The problem: The word "holden" appears in some lines of the entries. Say how many, and give nothing but the number.

Entries provided:

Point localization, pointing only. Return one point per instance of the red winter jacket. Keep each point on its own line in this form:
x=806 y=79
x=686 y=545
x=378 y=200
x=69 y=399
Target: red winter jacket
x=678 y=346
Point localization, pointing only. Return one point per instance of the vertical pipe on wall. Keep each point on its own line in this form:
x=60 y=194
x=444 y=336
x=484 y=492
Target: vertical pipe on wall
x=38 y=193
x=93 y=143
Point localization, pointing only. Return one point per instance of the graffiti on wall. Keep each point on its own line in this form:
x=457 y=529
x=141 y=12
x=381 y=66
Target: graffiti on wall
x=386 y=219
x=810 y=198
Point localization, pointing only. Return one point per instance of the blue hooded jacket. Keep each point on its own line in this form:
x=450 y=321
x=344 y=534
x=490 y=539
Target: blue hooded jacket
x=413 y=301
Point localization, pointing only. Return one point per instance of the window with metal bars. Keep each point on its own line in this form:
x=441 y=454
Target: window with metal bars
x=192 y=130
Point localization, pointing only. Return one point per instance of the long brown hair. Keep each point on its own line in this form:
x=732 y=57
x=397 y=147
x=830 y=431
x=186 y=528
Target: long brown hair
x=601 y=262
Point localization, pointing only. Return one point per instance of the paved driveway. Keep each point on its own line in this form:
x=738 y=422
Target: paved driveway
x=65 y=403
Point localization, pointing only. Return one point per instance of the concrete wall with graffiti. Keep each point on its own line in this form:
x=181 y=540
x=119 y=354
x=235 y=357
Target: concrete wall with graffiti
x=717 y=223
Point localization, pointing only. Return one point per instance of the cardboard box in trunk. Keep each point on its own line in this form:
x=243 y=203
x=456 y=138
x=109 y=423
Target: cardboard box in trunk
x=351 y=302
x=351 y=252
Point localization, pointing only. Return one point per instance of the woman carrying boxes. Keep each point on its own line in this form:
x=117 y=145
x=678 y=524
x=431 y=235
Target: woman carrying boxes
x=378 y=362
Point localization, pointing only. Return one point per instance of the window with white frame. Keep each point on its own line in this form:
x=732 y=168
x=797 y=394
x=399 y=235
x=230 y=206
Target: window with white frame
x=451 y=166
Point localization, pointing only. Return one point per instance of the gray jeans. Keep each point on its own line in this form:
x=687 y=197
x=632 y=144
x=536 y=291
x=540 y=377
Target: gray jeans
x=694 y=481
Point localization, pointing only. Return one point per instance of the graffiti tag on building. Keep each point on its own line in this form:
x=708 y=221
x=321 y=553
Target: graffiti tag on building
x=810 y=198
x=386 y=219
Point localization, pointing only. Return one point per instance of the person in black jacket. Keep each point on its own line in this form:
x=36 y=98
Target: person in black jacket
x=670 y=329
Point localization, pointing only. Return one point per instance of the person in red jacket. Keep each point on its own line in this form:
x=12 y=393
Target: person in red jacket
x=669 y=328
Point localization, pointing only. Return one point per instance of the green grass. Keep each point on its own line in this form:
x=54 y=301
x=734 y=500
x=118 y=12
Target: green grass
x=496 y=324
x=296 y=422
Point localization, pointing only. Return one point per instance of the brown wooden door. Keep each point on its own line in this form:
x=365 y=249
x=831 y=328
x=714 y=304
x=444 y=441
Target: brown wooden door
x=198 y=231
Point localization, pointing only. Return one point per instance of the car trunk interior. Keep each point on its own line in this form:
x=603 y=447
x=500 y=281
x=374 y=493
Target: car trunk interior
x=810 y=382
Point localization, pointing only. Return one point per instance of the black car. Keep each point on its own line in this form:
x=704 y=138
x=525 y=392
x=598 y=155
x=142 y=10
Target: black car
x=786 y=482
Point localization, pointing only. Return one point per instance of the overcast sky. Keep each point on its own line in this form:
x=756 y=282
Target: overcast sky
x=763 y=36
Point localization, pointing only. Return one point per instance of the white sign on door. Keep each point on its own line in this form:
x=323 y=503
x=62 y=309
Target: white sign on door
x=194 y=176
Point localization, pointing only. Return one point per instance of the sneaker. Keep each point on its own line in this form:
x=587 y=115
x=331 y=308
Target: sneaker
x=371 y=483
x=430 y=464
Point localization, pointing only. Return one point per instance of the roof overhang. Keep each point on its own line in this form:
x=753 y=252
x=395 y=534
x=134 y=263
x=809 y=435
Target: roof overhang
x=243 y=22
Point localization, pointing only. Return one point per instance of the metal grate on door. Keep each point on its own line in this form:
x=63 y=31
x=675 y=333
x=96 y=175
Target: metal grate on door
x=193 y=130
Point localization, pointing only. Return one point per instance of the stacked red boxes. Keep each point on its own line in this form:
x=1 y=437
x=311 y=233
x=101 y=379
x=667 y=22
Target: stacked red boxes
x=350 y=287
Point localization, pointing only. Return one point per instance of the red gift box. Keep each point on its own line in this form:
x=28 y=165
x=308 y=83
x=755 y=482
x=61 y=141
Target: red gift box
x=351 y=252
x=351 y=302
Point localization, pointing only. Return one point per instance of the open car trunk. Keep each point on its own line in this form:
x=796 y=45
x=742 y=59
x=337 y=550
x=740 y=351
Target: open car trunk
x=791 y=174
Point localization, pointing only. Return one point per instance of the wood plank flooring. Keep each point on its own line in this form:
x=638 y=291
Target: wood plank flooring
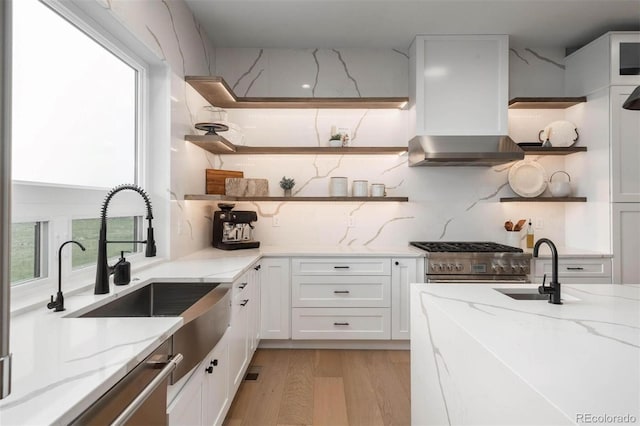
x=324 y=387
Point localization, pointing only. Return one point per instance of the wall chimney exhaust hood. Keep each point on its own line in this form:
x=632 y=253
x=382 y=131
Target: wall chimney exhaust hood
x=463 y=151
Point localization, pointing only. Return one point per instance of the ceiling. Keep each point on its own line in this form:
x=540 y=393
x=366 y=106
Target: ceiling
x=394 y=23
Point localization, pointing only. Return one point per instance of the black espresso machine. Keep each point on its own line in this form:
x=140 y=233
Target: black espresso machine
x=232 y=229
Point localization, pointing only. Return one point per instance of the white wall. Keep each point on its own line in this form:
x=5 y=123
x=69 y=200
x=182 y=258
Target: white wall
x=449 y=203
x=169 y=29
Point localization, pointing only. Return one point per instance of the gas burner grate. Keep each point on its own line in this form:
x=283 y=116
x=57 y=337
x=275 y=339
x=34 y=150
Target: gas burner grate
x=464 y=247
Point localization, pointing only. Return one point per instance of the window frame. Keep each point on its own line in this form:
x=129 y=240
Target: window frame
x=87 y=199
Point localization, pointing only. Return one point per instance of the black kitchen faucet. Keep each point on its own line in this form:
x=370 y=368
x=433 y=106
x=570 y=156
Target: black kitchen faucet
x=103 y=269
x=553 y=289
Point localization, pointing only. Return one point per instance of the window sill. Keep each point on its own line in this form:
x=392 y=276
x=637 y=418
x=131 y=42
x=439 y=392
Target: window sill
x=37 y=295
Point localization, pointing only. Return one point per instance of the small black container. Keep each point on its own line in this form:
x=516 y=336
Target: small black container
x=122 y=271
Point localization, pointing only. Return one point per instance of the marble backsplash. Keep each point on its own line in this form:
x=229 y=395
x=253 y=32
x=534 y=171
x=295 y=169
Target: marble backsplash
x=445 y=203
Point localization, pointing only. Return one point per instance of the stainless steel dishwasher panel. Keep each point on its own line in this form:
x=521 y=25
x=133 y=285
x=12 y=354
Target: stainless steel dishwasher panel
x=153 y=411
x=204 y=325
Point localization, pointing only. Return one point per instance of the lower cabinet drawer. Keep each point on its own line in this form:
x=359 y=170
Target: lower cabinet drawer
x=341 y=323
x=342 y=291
* * *
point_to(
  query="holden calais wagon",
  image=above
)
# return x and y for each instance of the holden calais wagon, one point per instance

Result for this exercise: 2